• **EXERCISE DIRECTIONS**: Express everything from the first line below down to and including the line containing "box: [1, 279, 41, 522]" as a JSON list of strings, one string per line, with blank lines left out.

• **INFORMATION**:

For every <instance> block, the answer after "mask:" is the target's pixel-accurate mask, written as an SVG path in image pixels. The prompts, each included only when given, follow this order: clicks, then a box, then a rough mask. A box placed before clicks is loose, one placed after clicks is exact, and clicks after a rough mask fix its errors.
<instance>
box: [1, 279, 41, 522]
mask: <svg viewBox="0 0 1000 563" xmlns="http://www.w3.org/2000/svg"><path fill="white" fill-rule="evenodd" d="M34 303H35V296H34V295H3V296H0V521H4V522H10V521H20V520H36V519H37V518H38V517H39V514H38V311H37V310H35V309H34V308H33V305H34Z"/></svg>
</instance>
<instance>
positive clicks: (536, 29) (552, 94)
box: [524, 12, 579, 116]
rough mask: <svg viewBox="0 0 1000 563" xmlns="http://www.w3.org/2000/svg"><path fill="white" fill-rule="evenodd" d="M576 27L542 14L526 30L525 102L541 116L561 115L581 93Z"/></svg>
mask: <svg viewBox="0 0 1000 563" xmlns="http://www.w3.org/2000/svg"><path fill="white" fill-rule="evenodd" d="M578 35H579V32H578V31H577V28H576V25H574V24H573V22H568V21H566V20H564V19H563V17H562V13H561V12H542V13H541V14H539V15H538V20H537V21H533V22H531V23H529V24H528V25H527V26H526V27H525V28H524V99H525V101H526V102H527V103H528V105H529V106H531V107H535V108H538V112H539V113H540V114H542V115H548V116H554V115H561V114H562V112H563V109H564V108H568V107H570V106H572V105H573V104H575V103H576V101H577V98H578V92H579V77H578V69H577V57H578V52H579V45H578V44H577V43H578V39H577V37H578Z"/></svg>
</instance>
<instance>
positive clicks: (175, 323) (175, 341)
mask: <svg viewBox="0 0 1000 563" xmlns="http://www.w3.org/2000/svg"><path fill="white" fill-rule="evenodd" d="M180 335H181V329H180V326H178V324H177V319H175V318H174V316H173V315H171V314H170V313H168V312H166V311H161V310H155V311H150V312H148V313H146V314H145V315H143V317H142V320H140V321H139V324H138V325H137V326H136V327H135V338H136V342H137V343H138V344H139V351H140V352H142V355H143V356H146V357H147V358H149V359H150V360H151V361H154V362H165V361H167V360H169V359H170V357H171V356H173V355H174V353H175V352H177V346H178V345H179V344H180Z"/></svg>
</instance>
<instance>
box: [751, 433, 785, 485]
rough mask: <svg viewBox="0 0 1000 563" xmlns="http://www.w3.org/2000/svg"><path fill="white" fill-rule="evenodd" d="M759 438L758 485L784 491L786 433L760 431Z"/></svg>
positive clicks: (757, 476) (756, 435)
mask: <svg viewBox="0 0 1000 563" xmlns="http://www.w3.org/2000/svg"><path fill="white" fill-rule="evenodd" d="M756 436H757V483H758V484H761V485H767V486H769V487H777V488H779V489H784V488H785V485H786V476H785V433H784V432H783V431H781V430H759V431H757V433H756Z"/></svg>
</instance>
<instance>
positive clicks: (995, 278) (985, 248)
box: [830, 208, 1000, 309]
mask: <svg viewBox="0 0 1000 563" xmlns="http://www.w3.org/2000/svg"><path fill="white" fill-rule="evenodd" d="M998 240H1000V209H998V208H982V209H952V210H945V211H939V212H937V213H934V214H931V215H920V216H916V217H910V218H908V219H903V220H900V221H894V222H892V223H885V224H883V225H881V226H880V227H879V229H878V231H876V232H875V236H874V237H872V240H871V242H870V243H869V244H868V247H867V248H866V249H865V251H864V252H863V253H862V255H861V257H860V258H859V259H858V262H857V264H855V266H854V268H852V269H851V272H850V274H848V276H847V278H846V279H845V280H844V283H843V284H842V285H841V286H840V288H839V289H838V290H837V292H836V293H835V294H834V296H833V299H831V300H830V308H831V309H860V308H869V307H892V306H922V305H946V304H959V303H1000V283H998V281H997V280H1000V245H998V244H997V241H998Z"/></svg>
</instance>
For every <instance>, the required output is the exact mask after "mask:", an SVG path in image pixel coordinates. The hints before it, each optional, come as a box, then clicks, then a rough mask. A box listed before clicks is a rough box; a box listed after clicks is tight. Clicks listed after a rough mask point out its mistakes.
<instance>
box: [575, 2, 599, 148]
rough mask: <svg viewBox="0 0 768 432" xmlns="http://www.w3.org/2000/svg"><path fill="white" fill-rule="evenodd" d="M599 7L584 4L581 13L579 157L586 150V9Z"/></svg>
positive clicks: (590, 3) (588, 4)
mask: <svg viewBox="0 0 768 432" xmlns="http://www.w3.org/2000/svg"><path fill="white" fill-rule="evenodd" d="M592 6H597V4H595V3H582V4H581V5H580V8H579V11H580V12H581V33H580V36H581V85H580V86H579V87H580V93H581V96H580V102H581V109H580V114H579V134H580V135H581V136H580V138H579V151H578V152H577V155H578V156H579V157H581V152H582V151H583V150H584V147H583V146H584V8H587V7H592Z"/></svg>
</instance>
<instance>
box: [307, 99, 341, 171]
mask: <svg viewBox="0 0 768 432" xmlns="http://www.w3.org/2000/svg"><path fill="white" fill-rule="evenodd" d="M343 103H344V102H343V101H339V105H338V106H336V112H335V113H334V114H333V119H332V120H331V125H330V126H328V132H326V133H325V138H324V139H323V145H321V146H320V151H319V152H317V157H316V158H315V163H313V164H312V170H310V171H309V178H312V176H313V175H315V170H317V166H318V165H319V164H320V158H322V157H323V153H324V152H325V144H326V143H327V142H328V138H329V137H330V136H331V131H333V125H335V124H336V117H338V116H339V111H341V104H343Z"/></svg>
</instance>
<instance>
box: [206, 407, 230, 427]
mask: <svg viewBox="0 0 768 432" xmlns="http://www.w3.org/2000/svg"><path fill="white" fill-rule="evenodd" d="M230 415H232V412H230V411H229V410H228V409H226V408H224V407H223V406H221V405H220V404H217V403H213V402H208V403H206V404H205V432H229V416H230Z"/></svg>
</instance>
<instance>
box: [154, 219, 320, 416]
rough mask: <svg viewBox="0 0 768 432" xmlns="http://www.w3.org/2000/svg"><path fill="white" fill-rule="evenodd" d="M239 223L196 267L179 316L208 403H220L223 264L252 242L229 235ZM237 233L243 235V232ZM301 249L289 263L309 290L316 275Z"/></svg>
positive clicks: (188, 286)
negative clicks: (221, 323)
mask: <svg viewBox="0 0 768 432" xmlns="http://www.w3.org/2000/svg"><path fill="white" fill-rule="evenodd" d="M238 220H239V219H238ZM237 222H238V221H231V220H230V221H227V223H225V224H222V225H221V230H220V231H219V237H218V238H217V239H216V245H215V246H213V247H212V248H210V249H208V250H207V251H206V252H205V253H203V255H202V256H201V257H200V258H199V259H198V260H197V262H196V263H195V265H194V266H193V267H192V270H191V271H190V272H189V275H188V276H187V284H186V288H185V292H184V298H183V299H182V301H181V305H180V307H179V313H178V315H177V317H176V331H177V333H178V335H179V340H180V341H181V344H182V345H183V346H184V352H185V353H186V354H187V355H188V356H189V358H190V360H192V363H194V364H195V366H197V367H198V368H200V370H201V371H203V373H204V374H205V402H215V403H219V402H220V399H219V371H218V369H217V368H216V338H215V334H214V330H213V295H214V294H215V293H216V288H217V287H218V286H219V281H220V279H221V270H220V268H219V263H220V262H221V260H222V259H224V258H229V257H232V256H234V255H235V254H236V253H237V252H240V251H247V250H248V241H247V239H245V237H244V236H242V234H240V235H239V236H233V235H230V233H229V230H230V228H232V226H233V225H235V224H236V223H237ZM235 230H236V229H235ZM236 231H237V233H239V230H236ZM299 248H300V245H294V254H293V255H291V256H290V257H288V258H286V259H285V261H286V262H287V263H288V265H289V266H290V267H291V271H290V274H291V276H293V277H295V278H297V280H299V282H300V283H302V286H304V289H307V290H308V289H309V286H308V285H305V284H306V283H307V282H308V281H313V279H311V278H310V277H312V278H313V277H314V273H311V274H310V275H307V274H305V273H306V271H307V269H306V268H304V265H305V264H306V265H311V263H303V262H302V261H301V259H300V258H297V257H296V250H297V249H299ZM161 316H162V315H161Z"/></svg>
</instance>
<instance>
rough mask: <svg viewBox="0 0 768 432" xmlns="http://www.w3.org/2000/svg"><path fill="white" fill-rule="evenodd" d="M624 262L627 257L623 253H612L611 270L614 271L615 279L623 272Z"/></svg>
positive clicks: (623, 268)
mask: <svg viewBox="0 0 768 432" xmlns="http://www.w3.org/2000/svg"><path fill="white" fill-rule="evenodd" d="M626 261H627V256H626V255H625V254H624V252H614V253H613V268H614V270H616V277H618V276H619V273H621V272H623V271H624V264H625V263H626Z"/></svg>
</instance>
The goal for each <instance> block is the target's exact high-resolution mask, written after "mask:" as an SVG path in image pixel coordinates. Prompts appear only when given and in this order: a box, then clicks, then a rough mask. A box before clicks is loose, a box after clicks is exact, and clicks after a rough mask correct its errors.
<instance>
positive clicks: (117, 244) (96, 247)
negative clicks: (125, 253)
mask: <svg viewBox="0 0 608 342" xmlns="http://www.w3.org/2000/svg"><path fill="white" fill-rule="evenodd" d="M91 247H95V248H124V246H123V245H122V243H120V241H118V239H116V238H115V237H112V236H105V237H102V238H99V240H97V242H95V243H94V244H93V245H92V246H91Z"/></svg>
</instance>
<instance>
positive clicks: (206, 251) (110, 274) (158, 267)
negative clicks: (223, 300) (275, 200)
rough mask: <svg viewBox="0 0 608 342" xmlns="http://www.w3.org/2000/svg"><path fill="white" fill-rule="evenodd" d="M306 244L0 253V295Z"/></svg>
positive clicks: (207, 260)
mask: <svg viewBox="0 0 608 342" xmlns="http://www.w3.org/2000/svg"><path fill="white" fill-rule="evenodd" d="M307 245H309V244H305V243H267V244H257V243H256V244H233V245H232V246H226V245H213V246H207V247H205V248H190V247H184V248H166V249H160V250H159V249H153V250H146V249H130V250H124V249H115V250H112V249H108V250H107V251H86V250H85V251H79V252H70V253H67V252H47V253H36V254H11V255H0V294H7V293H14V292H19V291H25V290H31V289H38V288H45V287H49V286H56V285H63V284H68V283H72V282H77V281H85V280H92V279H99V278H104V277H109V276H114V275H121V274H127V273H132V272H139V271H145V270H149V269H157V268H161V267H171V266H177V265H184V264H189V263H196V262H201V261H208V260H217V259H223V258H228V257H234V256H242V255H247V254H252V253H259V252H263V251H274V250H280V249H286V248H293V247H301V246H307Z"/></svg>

• **COMPLETED EXERCISE**:
[
  "For every <instance> block, the answer after \"mask:\" is the target's pixel-accurate mask, written as an SVG path in image pixels. The prompts, each included only when given, follow this order: clicks, then a box, then a rough mask. A box placed before clicks is loose, one placed after clicks is exact, and clicks after a rough mask fix its errors.",
  "<instance>",
  "box: [1, 279, 41, 522]"
]